Task objective »
Please format every line from the one containing "[segment] fence wire" down to the final line below as a JSON list of strings, one string per line, leaving out blank lines.

[START OF Material provided]

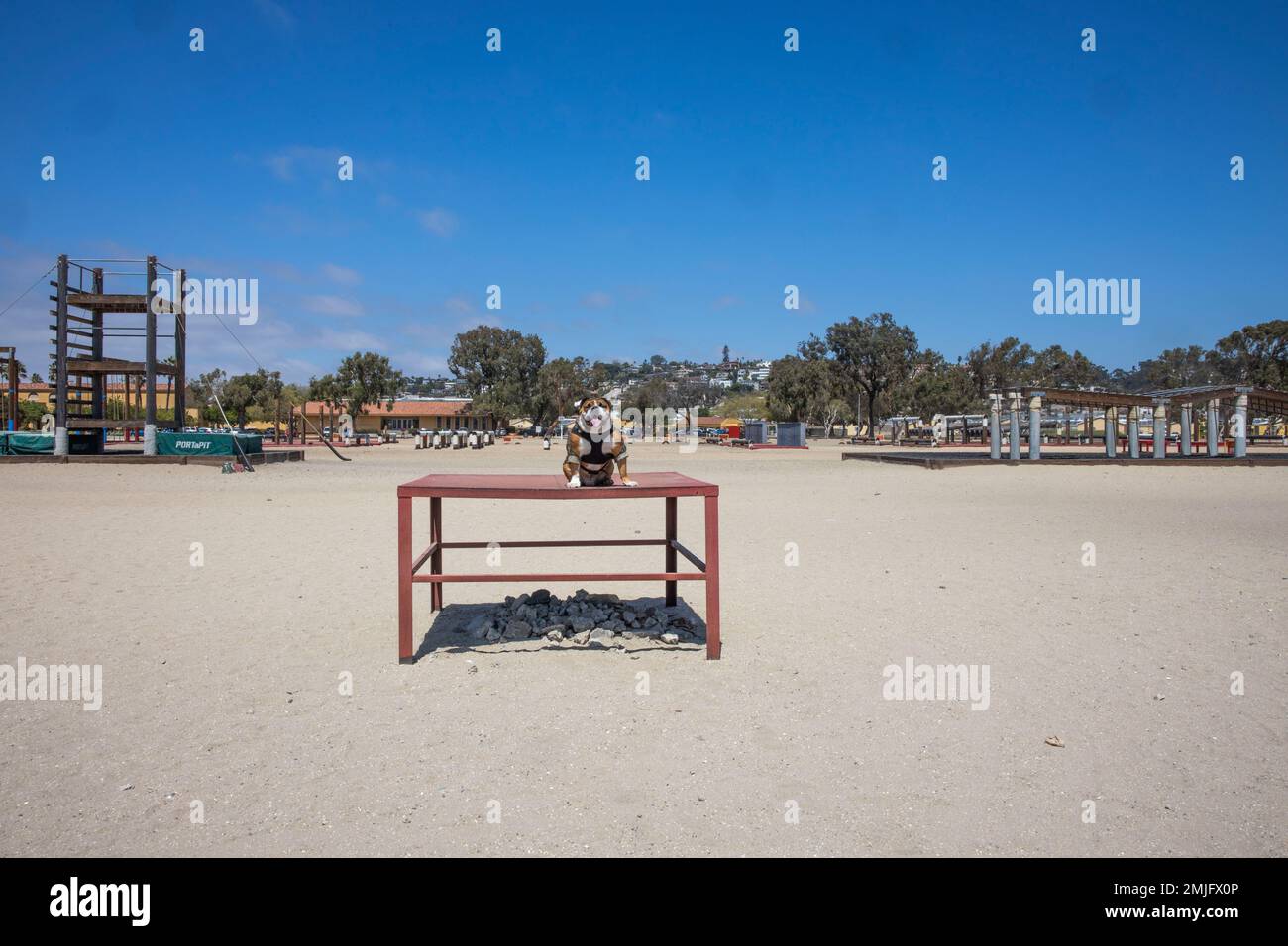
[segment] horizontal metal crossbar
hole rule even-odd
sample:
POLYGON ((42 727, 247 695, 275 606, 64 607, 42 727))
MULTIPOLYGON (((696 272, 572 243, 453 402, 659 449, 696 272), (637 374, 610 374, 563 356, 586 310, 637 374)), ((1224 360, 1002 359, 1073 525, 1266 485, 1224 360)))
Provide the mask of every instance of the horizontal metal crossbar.
POLYGON ((705 582, 702 571, 590 571, 554 574, 532 571, 526 574, 486 575, 412 575, 413 582, 439 584, 443 582, 705 582))

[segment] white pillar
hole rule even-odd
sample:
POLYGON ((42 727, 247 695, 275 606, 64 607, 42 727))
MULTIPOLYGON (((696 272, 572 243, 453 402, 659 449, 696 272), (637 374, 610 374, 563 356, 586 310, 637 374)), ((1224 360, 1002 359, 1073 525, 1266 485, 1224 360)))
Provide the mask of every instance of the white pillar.
POLYGON ((1042 459, 1042 391, 1029 398, 1029 459, 1042 459))
POLYGON ((1234 399, 1234 456, 1248 456, 1248 395, 1234 399))
POLYGON ((1217 456, 1217 438, 1221 436, 1221 402, 1216 398, 1208 402, 1207 444, 1208 456, 1217 456))
POLYGON ((1010 429, 1011 429, 1011 444, 1010 444, 1010 458, 1020 458, 1020 393, 1011 393, 1010 403, 1010 429))
POLYGON ((992 459, 1002 458, 1002 396, 999 394, 988 395, 988 456, 992 459))

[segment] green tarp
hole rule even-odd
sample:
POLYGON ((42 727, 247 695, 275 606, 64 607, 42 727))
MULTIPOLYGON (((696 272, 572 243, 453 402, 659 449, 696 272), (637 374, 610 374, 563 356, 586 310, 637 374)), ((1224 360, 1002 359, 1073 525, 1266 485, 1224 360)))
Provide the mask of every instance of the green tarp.
POLYGON ((185 434, 173 430, 157 431, 157 454, 162 457, 236 457, 233 438, 241 443, 242 453, 263 453, 264 438, 256 434, 185 434))

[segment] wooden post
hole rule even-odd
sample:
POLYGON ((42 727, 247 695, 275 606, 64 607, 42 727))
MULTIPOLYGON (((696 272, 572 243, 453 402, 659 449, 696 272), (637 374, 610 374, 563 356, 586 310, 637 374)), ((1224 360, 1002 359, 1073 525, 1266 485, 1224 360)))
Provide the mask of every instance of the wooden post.
POLYGON ((157 452, 157 314, 153 309, 156 293, 152 283, 157 278, 157 257, 148 256, 148 287, 144 293, 144 357, 143 357, 143 454, 155 457, 157 452))
POLYGON ((707 660, 720 659, 720 494, 706 497, 707 660))
POLYGON ((54 340, 54 367, 58 372, 54 391, 54 453, 66 457, 67 441, 67 256, 58 257, 58 336, 54 340))
POLYGON ((174 278, 174 423, 175 430, 183 430, 188 426, 188 313, 183 297, 188 270, 180 269, 174 278))
MULTIPOLYGON (((675 546, 676 539, 676 501, 674 496, 666 497, 666 570, 675 571, 675 546)), ((675 582, 666 583, 666 606, 675 607, 675 582)))
POLYGON ((411 497, 398 497, 398 660, 411 663, 412 653, 411 583, 411 497))

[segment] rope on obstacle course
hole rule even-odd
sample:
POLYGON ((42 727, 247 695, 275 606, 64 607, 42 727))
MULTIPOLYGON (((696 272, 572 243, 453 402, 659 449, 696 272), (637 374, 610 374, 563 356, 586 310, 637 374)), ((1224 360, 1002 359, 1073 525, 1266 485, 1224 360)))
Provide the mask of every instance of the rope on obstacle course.
MULTIPOLYGON (((54 264, 54 266, 57 266, 57 265, 58 265, 58 264, 55 263, 55 264, 54 264)), ((5 314, 6 311, 9 311, 9 310, 10 310, 10 309, 12 309, 13 306, 18 305, 18 302, 21 302, 21 301, 22 301, 22 297, 23 297, 23 296, 26 296, 26 295, 27 295, 28 292, 31 292, 31 291, 32 291, 33 288, 36 288, 36 287, 37 287, 37 286, 40 284, 40 281, 41 281, 41 279, 44 279, 44 278, 45 278, 46 275, 49 275, 50 273, 53 273, 53 272, 54 272, 54 266, 50 266, 50 268, 49 268, 49 269, 46 269, 46 270, 45 270, 44 273, 41 273, 40 275, 37 275, 37 277, 36 277, 36 282, 33 282, 33 283, 32 283, 31 286, 28 286, 27 288, 24 288, 24 290, 22 291, 22 295, 19 295, 19 296, 18 296, 18 297, 17 297, 15 300, 13 300, 12 302, 9 302, 9 305, 6 305, 6 306, 5 306, 4 309, 0 309, 0 315, 4 315, 4 314, 5 314)))

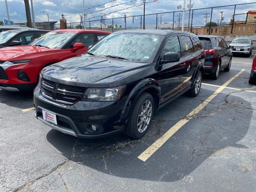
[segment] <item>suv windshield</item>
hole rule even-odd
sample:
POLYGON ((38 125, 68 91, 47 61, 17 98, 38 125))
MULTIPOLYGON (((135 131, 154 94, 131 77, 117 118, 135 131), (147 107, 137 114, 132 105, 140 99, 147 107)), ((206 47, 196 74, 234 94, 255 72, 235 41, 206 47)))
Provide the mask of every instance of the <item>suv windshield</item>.
POLYGON ((0 44, 6 43, 19 31, 4 31, 0 33, 0 44))
POLYGON ((163 36, 148 34, 112 34, 89 52, 96 56, 147 62, 154 56, 163 36))
POLYGON ((42 35, 30 44, 60 49, 76 34, 76 33, 50 32, 42 35))
POLYGON ((232 41, 231 43, 246 43, 248 44, 250 43, 250 39, 240 39, 237 38, 232 41))

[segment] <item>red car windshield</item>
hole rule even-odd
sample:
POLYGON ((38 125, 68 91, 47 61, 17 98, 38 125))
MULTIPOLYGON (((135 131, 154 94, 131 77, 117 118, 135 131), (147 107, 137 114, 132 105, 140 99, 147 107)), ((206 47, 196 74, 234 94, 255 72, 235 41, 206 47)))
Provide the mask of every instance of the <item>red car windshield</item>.
POLYGON ((42 35, 30 44, 61 49, 76 34, 76 33, 50 32, 42 35))

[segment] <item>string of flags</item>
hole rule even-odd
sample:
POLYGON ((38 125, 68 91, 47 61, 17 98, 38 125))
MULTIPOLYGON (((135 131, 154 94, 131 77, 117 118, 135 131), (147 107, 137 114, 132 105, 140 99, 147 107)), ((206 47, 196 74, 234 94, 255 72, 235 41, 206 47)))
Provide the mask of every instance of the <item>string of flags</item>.
MULTIPOLYGON (((156 2, 158 1, 158 0, 151 0, 150 1, 146 2, 145 3, 145 4, 151 3, 155 3, 155 2, 156 2)), ((126 2, 126 3, 127 3, 127 2, 126 2)), ((131 8, 132 8, 133 7, 140 7, 140 6, 142 6, 144 4, 144 3, 142 3, 142 4, 139 4, 138 5, 134 5, 134 6, 131 6, 130 7, 127 7, 126 8, 125 8, 124 9, 120 9, 120 10, 117 10, 116 11, 112 11, 112 12, 110 12, 110 13, 107 13, 106 14, 104 14, 103 15, 98 15, 98 16, 94 16, 94 17, 91 17, 90 18, 87 19, 86 20, 91 20, 92 19, 93 19, 94 18, 96 18, 98 17, 101 17, 101 16, 105 16, 106 15, 110 15, 110 14, 112 14, 112 13, 116 13, 117 12, 118 12, 119 11, 123 11, 124 10, 126 10, 128 9, 130 9, 131 8)))

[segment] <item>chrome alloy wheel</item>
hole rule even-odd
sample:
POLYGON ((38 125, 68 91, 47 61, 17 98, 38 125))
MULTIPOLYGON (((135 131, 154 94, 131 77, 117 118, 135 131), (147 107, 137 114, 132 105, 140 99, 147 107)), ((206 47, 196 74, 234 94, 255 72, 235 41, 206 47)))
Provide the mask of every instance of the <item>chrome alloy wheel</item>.
POLYGON ((195 85, 195 93, 197 94, 200 90, 201 84, 202 83, 202 76, 198 75, 196 80, 196 84, 195 85))
POLYGON ((138 118, 137 128, 140 133, 147 129, 152 116, 152 102, 147 100, 141 106, 138 118))

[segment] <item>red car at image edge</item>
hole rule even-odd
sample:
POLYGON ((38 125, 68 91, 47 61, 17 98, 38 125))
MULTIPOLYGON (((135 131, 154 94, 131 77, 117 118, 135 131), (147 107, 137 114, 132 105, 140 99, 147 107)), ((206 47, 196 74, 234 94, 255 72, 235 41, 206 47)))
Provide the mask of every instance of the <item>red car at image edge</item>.
POLYGON ((0 89, 22 91, 33 89, 43 68, 80 55, 90 45, 110 33, 94 30, 55 30, 28 45, 1 49, 0 89))

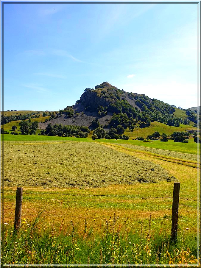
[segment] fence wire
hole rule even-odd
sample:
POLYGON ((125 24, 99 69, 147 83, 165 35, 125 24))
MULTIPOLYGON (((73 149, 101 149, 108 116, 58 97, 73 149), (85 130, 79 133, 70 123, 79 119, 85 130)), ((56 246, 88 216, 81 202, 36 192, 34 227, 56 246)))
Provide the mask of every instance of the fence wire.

[END OF Material provided]

Task solution »
[
  "[segment] fence wire",
  "hole rule even-odd",
  "sample:",
  "POLYGON ((125 24, 99 69, 147 83, 165 35, 125 24))",
  "MULTIPOLYGON (((73 149, 101 149, 108 116, 58 97, 73 149), (85 130, 79 133, 70 123, 79 119, 85 130)), ((56 246, 88 216, 81 202, 36 192, 34 227, 56 246)))",
  "Provide the mask of every instance of the fence wire."
]